EXCERPTED PASSAGE:

- You may find that a pill box, a phone alarm or a diary helps you with adherence.
- Adherence can be more challenging when travelling or when routines are changed.
- If you find adherence difficult, talk to your clinic team for support and help.
A common reason why people miss doses of their anti-HIV drugs is because they simply forget to take them. If you forget to take a dose of your medication, try to learn from the experience so you can reduce the risk of it happening again. What was happening that meant you forgot?
Practice before you start
Some people have found that taking ‘practice’ doses of sweets or multivitamins for a few weeks in the same quantities, and at the same time as you will have to take your anti-HIV medications regimen, helps them to adhere to their actual regimen when they start it. While practising, you should also stick to any food restrictions that you will need to follow.
Link your doses with a daily activity
It may be easier to form the habit of taking your HIV treatment if you combine it with another established habit, such as brushing your teeth, having dinner or going to bed.
Use a pill box
Lots of people find pill boxes useful. These have separate compartments into which you can put each dose of your medicine. Some people find it helpful to fill their pill box at the start of the week so they can keep track of what they need to take, when.
Especially if you are taking a large number of medicines at different times of the day, a pill box with compartments for the days of the week and times of the day may be useful.
Pill boxes might be available for free from your HIV clinic or you can buy them from high-street chemists. Check with your pharmacist that all your medications are suitable for storing out of their original containers. Some pills deteriorate if not kept correctly. The bottle that Truvada comes in, for instance, contains a small capsule that keeps the tablets dry.
Set a reminder on your phone
Some people find that setting an alarm on their mobile phone or watch helps them to remember to take their medication. There are also some smartphone apps available which will send you a reminder.
If you live with someone who knows about your HIV status, perhaps your partner, a family member or flatmate, you could ask them to help you remember to take your medication.

Extracted data entries:
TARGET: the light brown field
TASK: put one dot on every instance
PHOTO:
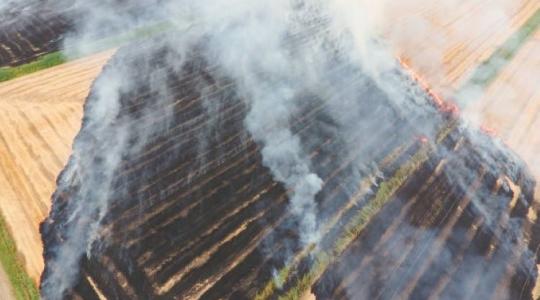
(443, 40)
(40, 115)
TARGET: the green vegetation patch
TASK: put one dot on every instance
(43, 62)
(21, 284)
(488, 71)
(58, 58)
(353, 229)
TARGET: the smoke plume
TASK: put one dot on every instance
(275, 52)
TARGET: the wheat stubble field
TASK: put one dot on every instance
(41, 113)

WORK TO COMPLETE: According to the text on HIV treatment adherence, why should you check with a pharmacist before moving your medications into a pill box? Please answer in one to three sentences.

ANSWER BELOW: Some pills deteriorate if they are not kept correctly, so not every medication is suitable for storing outside its original container. For example, the bottle Truvada comes in contains a small capsule that keeps the tablets dry.